(Activity 1): In the Protocol Bicorder workflow text, which option tests prompts without calling the LLM?
(Activity 2): Rewrite the paragraph in the Protocol Bicorder workflow text that begins "Each gradient query is sent to the LLM", including its list, as one shorter sentence.
(Activity 3): From the Protocol Bicorder workflow text, retype the part that opens with the words containing "Quick Start (Recommended)" and closes with "full protocol context)".

(Beginning of Document text)

3.6 KiB
3.6 KiB
Protocol Bicorder Analysis Workflow
This directory contains scripts for analyzing protocols using the Protocol Bicorder framework with LLM assistance.
Scripts
- bicorder_batch.py - [RECOMMENDED] Process entire CSV with one command
- bicorder_analyze.py - Prepares CSV with gradient columns
- bicorder_query.py - Queries LLM for each gradient value and updates CSV (each query is a new chat)
Quick Start (Recommended)
Process All Protocols with One Command
python3 bicorder_batch.py protocols_edited.csv -o analysis_output.csv
This will:
- Create the analysis CSV with gradient columns
- For each protocol row, query all gradients (each query is a new chat with full protocol context)
- Update the CSV automatically with the results
- Show progress and summary
Common Options
# Process only rows 1-5 (useful for testing)
python3 bicorder_batch.py protocols_edited.csv -o analysis_output.csv --start 1 --end 5
# Use specific LLM model
python3 bicorder_batch.py protocols_edited.csv -o analysis_output.csv -m mistral
# Add analyst metadata
python3 bicorder_batch.py protocols_edited.csv -o analysis_output.csv \
-a "Your Name" -s "Your analytical standpoint"
Manual Workflow (Advanced)
Step 1: Prepare the Analysis CSV
Create a CSV with empty gradient columns:
python3 bicorder_analyze.py protocols_edited.csv -o analysis_output.csv
Optional: Add analyst metadata:
python3 bicorder_analyze.py protocols_edited.csv -o analysis_output.csv \
-a "Your Name" -s "Your analytical standpoint"
Step 2: Query Gradients for a Protocol Row
Query all gradients for a specific protocol:
python3 bicorder_query.py analysis_output.csv 1
- Replace
1with the row number you want to analyze - Each gradient is queried in a new chat with full protocol context
- Each response is automatically parsed and written to the CSV
- Progress is shown for each gradient
Optional: Specify a model:
python3 bicorder_query.py analysis_output.csv 1 -m mistral
Step 3: Repeat for All Protocols
For each protocol in your CSV:
python3 bicorder_query.py analysis_output.csv 1
python3 bicorder_query.py analysis_output.csv 2
python3 bicorder_query.py analysis_output.csv 3
# ... and so on
# OR: Use bicorder_batch.py to automate all of this!
Architecture
How It Works
Each gradient query is sent to the LLM as a new, independent chat. Every query includes:
- The protocol descriptor (name)
- The protocol description
- The gradient definition (left term, right term, and their descriptions)
- Instructions to rate 1-9
This approach:
- Simplifies the code - No conversation state management
- Prevents bias - Each evaluation is independent, not influenced by previous responses
- Enables parallelization - Queries could theoretically run concurrently
- Makes debugging easier - Each query/response pair is self-contained
Tips
Dry Run Mode
Test prompts without calling the LLM:
python3 bicorder_query.py analysis_output.csv 1 --dry-run
This shows you exactly what prompt will be sent for each gradient, including the full protocol context.
Check Your Progress
View completed values:
python3 -c "
import csv
with open('analysis_output.csv') as f:
reader = csv.DictReader(f)
for i, row in enumerate(reader, 1):
empty = sum(1 for k, v in row.items() if 'vs' in k and not v)
print(f'Row {i}: {empty}/23 gradients empty')
"
Batch Processing
Use the bicorder_batch.py script (see Quick Start section above) for processing multiple protocols.

(End of Document text)
(Beginning of Provided material)

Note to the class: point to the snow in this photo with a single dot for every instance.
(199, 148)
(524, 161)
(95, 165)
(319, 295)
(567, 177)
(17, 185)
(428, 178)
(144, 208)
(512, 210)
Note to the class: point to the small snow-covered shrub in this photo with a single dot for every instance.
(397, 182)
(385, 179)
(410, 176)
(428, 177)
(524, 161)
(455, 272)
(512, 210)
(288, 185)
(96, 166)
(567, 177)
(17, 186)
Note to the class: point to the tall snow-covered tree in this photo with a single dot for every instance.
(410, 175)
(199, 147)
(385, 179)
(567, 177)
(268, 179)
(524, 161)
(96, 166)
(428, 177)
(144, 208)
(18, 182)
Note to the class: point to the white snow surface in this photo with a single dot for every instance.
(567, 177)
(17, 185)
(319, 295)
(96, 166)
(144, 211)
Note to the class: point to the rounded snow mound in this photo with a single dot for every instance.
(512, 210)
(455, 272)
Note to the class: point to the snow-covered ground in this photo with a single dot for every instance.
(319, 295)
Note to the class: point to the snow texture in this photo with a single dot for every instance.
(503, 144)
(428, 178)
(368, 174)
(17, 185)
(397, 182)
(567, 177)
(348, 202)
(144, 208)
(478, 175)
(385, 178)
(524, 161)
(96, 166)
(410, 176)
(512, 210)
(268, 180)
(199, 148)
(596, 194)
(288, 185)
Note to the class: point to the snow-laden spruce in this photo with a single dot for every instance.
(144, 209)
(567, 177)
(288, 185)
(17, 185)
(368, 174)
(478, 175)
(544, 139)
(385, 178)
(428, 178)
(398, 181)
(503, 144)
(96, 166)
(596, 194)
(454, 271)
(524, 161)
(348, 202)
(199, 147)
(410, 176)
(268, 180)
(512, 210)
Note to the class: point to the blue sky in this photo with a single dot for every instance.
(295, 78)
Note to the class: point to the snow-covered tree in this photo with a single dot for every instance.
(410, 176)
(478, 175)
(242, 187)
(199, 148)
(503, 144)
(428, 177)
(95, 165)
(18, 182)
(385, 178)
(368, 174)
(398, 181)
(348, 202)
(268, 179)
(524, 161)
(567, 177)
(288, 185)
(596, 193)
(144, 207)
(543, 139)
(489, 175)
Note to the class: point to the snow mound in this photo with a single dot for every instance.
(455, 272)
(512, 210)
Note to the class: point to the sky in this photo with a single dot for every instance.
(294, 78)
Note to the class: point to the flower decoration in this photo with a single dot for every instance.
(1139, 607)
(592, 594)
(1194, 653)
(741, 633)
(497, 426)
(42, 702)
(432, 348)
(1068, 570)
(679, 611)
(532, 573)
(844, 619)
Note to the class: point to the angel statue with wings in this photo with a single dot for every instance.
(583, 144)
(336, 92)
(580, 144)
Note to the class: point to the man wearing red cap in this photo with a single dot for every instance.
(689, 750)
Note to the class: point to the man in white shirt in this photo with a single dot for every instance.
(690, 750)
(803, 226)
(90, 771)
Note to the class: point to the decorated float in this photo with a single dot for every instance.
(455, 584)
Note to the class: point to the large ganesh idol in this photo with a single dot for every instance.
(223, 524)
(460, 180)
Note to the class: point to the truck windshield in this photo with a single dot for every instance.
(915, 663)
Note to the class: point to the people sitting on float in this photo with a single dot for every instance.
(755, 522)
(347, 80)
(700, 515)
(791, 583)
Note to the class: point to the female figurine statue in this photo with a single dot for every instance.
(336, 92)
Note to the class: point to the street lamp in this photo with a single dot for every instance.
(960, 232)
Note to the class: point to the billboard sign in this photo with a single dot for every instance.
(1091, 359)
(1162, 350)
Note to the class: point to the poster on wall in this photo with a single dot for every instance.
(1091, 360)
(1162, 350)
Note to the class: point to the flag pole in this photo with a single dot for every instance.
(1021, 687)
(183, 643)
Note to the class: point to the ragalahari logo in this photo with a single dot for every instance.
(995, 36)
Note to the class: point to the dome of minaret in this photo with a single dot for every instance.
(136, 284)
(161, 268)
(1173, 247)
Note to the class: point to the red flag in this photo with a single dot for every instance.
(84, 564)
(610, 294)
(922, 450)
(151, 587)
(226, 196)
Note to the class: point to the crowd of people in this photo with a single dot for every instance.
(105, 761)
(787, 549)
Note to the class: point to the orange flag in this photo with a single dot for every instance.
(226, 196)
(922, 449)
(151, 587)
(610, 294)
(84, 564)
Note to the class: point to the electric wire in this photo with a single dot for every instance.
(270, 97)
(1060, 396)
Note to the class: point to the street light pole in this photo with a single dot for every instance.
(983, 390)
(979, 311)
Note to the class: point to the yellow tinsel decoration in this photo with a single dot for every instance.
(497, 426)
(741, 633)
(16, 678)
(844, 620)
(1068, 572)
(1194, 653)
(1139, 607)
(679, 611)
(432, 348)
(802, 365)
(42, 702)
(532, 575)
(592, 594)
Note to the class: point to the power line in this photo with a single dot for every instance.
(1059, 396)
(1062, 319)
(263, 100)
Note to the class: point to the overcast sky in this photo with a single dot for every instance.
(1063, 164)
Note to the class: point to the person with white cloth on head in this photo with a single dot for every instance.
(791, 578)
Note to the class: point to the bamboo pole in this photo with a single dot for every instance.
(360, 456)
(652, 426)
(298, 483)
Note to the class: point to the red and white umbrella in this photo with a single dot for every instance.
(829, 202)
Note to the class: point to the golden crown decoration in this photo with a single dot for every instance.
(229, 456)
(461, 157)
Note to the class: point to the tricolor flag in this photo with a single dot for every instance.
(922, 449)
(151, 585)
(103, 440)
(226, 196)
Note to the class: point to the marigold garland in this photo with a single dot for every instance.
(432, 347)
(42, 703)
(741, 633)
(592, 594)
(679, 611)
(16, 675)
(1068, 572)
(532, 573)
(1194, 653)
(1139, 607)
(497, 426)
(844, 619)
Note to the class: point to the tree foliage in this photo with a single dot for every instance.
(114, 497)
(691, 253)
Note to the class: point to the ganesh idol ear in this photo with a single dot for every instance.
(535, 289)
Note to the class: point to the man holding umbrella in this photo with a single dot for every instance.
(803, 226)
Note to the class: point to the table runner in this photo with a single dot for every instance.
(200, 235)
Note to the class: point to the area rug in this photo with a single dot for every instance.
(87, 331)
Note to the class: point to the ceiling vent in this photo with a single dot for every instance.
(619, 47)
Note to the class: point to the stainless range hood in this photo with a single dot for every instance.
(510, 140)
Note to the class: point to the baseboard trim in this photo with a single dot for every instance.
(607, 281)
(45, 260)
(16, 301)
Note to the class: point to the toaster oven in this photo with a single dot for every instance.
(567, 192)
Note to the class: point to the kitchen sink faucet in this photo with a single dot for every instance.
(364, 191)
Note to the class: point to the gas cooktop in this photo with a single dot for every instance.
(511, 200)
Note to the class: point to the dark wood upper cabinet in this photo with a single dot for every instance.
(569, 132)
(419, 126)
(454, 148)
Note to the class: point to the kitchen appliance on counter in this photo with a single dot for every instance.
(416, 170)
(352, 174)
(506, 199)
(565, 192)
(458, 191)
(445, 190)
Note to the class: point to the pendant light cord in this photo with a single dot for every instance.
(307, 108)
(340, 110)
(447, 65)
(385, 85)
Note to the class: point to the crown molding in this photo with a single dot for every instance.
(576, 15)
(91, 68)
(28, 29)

(End of Provided material)

(Response 1): The --dry-run option.

(Response 2): Every gradient query goes to the LLM as its own new chat containing the protocol's name and description, the gradient definition (left and right terms with their descriptions), and instructions to rate from 1 to 9.

(Response 3):
Quick Start (Recommended)
Process All Protocols with One Command
python3 bicorder_batch.py protocols_edited.csv -o analysis_output.csv
This will:
- Create the analysis CSV with gradient columns
- For each protocol row, query all gradients (each query is a new chat with full protocol context)